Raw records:
-=-=-=-=-

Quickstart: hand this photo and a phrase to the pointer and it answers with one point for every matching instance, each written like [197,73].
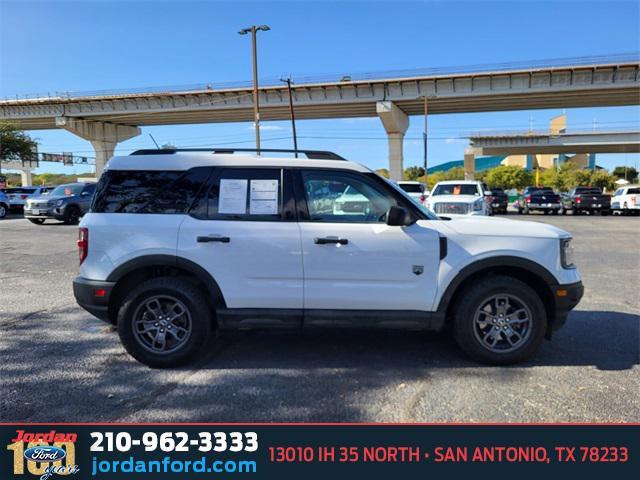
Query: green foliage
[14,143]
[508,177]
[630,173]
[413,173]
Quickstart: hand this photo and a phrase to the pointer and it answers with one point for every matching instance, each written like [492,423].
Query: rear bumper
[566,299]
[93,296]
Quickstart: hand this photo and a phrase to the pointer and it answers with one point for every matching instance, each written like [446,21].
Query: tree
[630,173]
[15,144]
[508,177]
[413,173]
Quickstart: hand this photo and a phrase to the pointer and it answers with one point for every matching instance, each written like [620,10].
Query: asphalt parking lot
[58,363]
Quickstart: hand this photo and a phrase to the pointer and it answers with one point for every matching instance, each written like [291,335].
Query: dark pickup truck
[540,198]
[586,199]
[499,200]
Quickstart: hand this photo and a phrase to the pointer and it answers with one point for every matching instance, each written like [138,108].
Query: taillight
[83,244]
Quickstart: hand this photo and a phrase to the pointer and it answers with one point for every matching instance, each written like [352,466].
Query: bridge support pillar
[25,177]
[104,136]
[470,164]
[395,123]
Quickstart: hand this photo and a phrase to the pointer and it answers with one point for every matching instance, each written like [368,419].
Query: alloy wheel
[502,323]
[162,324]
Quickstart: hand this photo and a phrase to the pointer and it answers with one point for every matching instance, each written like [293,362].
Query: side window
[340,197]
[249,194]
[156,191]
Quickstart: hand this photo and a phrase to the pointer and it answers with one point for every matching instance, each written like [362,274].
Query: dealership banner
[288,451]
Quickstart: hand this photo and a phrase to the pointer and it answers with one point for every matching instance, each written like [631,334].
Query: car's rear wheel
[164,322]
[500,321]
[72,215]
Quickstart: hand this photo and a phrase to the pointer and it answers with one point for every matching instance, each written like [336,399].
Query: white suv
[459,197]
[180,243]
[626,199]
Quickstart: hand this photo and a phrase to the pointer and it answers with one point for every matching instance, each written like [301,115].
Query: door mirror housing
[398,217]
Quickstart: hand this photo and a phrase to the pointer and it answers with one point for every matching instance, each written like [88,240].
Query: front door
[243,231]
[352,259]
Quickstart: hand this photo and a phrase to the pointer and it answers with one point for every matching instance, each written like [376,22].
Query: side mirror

-=-=-=-=-

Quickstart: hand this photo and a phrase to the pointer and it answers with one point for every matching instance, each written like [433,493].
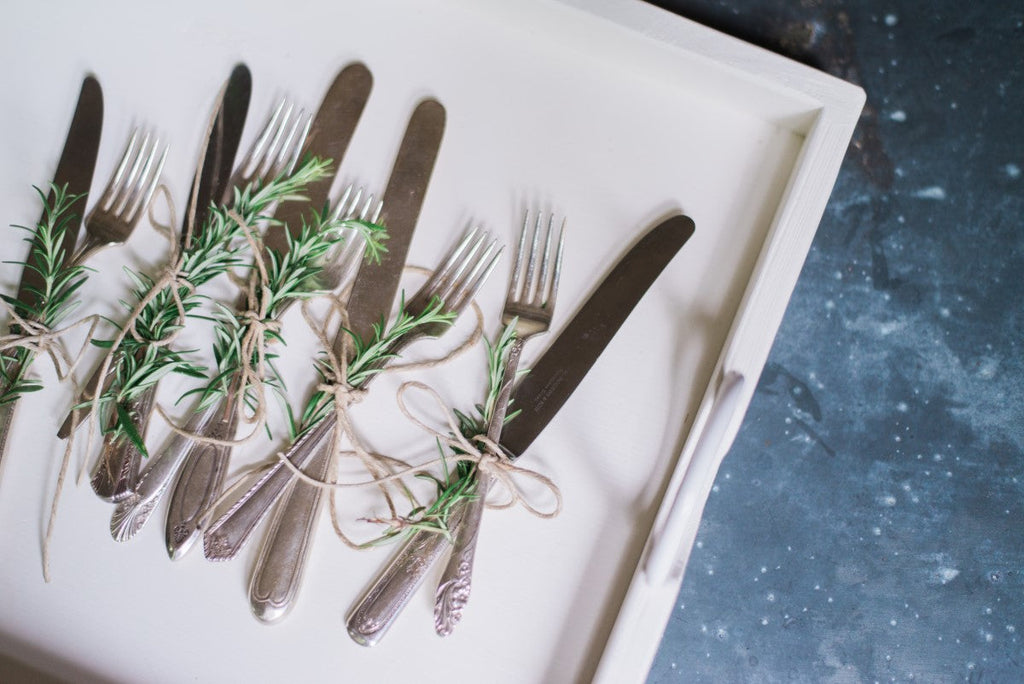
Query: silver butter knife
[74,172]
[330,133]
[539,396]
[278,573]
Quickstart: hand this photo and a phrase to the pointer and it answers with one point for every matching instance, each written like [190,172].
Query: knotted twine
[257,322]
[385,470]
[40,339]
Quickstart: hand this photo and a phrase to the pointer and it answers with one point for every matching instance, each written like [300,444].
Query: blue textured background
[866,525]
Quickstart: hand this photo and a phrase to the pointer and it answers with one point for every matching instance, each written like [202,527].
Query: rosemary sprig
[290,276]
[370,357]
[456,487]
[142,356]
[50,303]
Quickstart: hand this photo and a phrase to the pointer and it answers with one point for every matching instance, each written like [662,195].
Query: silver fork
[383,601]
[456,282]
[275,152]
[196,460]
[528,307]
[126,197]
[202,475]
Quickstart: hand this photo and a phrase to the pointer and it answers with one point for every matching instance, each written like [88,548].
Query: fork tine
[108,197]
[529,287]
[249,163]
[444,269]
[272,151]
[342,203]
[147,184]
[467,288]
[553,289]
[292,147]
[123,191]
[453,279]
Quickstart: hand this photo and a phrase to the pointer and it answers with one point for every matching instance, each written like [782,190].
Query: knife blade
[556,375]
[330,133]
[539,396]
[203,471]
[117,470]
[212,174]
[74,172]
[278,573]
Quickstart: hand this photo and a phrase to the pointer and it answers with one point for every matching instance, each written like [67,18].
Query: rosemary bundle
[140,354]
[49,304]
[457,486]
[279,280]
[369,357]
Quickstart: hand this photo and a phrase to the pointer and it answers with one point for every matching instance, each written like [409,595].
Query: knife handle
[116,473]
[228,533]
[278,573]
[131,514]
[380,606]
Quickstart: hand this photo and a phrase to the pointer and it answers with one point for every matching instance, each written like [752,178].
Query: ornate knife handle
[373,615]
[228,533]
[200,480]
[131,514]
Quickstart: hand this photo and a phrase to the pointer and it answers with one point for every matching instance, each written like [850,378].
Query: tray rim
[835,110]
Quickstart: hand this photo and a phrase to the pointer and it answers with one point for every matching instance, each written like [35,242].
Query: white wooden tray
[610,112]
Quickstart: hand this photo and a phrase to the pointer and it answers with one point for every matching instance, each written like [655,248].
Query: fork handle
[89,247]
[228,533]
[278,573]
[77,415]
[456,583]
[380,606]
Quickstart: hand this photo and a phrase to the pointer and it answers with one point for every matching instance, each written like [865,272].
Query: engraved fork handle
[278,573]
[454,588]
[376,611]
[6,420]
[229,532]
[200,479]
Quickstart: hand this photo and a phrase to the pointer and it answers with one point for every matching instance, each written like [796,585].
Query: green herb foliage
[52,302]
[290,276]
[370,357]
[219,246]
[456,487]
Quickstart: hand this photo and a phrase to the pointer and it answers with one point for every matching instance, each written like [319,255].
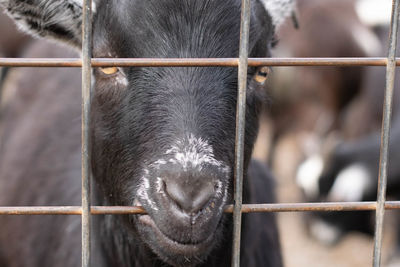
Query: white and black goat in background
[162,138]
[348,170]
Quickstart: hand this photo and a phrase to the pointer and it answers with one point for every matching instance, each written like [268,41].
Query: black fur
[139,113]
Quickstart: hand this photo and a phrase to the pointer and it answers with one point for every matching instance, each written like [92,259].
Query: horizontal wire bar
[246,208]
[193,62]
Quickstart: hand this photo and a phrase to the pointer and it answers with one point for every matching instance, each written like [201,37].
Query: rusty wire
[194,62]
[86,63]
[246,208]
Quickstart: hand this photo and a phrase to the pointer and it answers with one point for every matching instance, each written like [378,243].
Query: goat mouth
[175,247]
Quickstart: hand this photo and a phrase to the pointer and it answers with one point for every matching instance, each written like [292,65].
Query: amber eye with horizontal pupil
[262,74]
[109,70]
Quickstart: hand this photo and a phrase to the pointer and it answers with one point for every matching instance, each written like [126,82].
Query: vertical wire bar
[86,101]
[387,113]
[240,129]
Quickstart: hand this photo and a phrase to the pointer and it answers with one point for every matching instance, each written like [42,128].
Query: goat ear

-=-=-=-=-

What to do:
Gather every line of the raw records above that contains the word "background".

Correct result:
Query: blue textured background
Query: white and black goat in background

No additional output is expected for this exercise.